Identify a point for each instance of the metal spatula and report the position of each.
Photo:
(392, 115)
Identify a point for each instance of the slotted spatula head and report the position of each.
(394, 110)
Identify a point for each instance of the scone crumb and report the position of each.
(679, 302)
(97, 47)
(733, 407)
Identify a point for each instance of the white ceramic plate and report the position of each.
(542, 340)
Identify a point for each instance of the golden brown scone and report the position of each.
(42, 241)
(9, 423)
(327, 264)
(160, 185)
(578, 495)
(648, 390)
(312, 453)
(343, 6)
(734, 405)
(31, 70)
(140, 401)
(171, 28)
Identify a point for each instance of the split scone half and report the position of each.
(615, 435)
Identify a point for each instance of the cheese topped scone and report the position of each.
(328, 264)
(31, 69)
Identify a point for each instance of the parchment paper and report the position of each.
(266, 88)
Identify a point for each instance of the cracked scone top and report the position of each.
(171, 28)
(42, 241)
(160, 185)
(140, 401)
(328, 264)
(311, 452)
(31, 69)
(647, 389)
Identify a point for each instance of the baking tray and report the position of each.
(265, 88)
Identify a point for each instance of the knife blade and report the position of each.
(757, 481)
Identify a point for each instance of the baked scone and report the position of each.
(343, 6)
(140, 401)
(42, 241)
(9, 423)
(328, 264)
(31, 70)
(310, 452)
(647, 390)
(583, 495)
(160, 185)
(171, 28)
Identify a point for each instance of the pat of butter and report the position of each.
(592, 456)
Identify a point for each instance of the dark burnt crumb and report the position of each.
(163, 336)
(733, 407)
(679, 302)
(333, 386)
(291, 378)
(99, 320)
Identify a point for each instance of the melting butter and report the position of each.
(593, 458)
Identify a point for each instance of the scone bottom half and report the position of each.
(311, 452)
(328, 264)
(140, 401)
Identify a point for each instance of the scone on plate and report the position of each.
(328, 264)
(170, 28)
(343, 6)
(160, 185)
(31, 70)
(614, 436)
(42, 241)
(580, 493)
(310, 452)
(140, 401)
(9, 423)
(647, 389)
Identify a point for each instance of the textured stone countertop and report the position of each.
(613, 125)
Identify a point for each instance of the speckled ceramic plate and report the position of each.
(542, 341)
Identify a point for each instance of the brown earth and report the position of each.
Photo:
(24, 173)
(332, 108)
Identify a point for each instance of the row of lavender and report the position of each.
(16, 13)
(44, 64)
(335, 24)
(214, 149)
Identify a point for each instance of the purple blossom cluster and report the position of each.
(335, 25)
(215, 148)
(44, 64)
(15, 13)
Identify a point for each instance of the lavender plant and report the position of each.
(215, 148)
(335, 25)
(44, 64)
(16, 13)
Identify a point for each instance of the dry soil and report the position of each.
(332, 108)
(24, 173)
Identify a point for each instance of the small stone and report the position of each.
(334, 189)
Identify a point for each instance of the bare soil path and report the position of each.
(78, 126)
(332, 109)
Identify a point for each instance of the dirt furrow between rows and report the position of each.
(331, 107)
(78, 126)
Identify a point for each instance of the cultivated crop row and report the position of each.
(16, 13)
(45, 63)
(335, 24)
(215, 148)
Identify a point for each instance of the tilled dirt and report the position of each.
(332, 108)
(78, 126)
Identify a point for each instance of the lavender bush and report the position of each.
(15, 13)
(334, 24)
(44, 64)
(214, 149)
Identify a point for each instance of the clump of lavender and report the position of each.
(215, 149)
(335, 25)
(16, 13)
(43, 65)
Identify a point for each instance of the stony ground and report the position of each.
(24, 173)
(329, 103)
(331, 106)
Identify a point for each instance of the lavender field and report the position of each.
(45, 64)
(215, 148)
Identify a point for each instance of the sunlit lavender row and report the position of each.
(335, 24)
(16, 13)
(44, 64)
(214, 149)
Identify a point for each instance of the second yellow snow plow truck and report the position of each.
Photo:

§ **任务简述**
把上面全部条目排成一个编号列表，空行不要保留。

§ **任务回答**
1. Identify a point for each instance of the metal spatula and report the position of each.
2. Photo:
3. (392, 115)
4. Identify a point for each instance of the slotted spatula head and report the position of each.
5. (394, 110)
6. Identify a point for each instance of the scone crumb and report the position of each.
7. (679, 302)
8. (97, 47)
9. (733, 407)
10. Identify a point for each instance of the white ceramic plate and report the position of each.
11. (542, 340)
12. Identify a point for each instance of the golden brown scone and report the position of each.
13. (42, 241)
14. (9, 423)
15. (327, 264)
16. (160, 185)
17. (578, 495)
18. (648, 390)
19. (312, 453)
20. (343, 6)
21. (734, 405)
22. (31, 70)
23. (140, 401)
24. (171, 28)
25. Identify a point for each instance of the split scone half and report the position of each.
26. (615, 435)
27. Identify a point for each instance of the cheese topped scone and report the position of each.
28. (328, 264)
29. (31, 69)
30. Identify a point for each instance of the parchment paper and report the position of each.
31. (266, 88)
32. Identify a point for each instance of the cracked scone top and report the position of each.
33. (171, 28)
34. (42, 241)
35. (160, 185)
36. (140, 401)
37. (328, 264)
38. (311, 452)
39. (31, 69)
40. (647, 389)
41. Identify a point for each instance of the baking tray and report the position of each.
42. (265, 88)
43. Identify a point for each instance of the knife blade and report the position of each.
44. (757, 481)
45. Identify a point for each instance of the baked scone and report the position of each.
46. (343, 6)
47. (140, 401)
48. (42, 241)
49. (9, 423)
50. (328, 264)
51. (31, 70)
52. (310, 452)
53. (647, 390)
54. (583, 495)
55. (160, 185)
56. (171, 28)
57. Identify a point for each instance of the pat of butter and report the position of each.
58. (592, 456)
59. Identify a point for each instance of the dark burnt crumb and report the position of each.
60. (163, 336)
61. (733, 407)
62. (679, 302)
63. (333, 386)
64. (291, 378)
65. (99, 320)
66. Identify a point for each instance of the melting butter and report the position of each.
67. (593, 458)
68. Identify a point for each instance of the scone bottom half and report the position of each.
69. (311, 452)
70. (328, 264)
71. (140, 401)
72. Identify a point for each instance of the scone on plate and report the position of each.
73. (328, 264)
74. (170, 28)
75. (343, 6)
76. (160, 185)
77. (31, 70)
78. (614, 436)
79. (42, 241)
80. (580, 493)
81. (310, 452)
82. (140, 401)
83. (9, 423)
84. (647, 389)
85. Identify a point for each instance of the textured stone countertop and report the position of each.
86. (613, 125)
87. Identify a point for each instance of the speckled ceramic plate and report the position of each.
88. (542, 341)
89. Identify a point for each instance of the brown earth and report the position of each.
90. Photo:
91. (24, 173)
92. (332, 108)
93. Identify a point for each instance of the row of lavender and report the position of each.
94. (16, 13)
95. (44, 64)
96. (335, 24)
97. (214, 149)
98. Identify a point for each instance of the purple blossom cluster and report the position of each.
99. (335, 25)
100. (215, 148)
101. (44, 64)
102. (15, 13)
103. Identify a point for each instance of the lavender plant and report the position of each.
104. (215, 148)
105. (335, 25)
106. (44, 64)
107. (16, 13)
108. Identify a point for each instance of the dry soil and report the position of each.
109. (332, 108)
110. (24, 173)
111. Identify a point for each instance of the small stone and report the position of each.
112. (334, 189)
113. Identify a point for each instance of the bare soil path and report the position of each.
114. (78, 126)
115. (332, 109)
116. Identify a point for each instance of the dirt furrow between rows and report the position of each.
117. (331, 107)
118. (78, 126)
119. Identify a point for each instance of the cultivated crop row and report the position of each.
120. (16, 13)
121. (45, 63)
122. (335, 24)
123. (215, 148)
124. Identify a point for each instance of the tilled dirt and report the position of each.
125. (332, 108)
126. (78, 126)
127. Identify a point for each instance of the lavender bush and report the position of each.
128. (15, 13)
129. (334, 24)
130. (44, 64)
131. (214, 149)
132. Identify a point for each instance of the clump of lavender and report the position of each.
133. (215, 149)
134. (335, 25)
135. (16, 13)
136. (43, 65)
137. Identify a point for each instance of the stony ground and report the position of each.
138. (24, 173)
139. (329, 103)
140. (331, 106)
141. Identify a point for each instance of the lavender field and report the position of each.
142. (45, 64)
143. (215, 148)
144. Identify a point for each instance of the sunlit lavender row and report the position of each.
145. (335, 24)
146. (16, 13)
147. (44, 64)
148. (214, 149)
149. Identify a point for each instance of the second yellow snow plow truck and report the position of each.
150. Photo:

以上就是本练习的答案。